TEXTO PROPORCIONADO
/---

Pero existe otro giro claro, mucho más innovador, en torno a la estrategia de transición climática. Aunque no es ni mucho menos el
Green New Deal esperado por muchos, la financiación diversificada de la
Inflation Reduction Act en forma de banca pública, becas de investigación y créditos fiscales es un rechazo a décadas de consenso ortodoxo.
Hasta ahora, tanto EE. UU. como la UE han fijado una hoja de ruta climática basada en mecanismos de mercado, como el intercambio de certificaciones de emisiones. Bajo este sesgo mercantil, la internalización progresiva de externalidades medioambientales en precios traería gradualmente una economía verde, haciendo innecesaria e incluso ineficiente la intervención pública.

\---

INFORMACIÓN MOSTRADA
/---

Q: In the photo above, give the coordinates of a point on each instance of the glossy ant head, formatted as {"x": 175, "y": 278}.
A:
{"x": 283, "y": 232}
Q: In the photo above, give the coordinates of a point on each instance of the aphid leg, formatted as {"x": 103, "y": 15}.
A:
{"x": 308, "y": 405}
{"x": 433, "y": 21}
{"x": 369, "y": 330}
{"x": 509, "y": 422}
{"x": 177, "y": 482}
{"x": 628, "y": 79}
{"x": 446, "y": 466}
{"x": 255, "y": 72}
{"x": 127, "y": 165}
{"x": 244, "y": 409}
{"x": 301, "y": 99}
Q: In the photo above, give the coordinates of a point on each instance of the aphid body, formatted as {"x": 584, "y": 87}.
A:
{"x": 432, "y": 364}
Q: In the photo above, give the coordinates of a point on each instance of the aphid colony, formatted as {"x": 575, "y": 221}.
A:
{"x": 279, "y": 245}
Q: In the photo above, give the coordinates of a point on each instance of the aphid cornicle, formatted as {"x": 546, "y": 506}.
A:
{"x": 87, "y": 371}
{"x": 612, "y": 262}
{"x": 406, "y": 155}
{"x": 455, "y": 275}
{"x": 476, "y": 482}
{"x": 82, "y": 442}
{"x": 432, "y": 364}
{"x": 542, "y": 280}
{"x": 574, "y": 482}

\---

EJERCICIO
¿Puedes copiar el fragmento del texto que empieza por "Hasta ahora, tanto" y sigue hasta "la intervención pública.", cambiando "mecanismos de mercado" por "instrumentos de mercado"? Recurre únicamente al texto, sin apoyarte en el material.

RESULTADO DEL EJERCICIO
Hasta ahora, tanto EE. UU. como la UE han fijado una hoja de ruta climática basada en instrumentos de mercado, como el intercambio de certificaciones de emisiones. Bajo este sesgo mercantil, la internalización progresiva de externalidades medioambientales en precios traería gradualmente una economía verde, haciendo innecesaria e incluso ineficiente la intervención pública.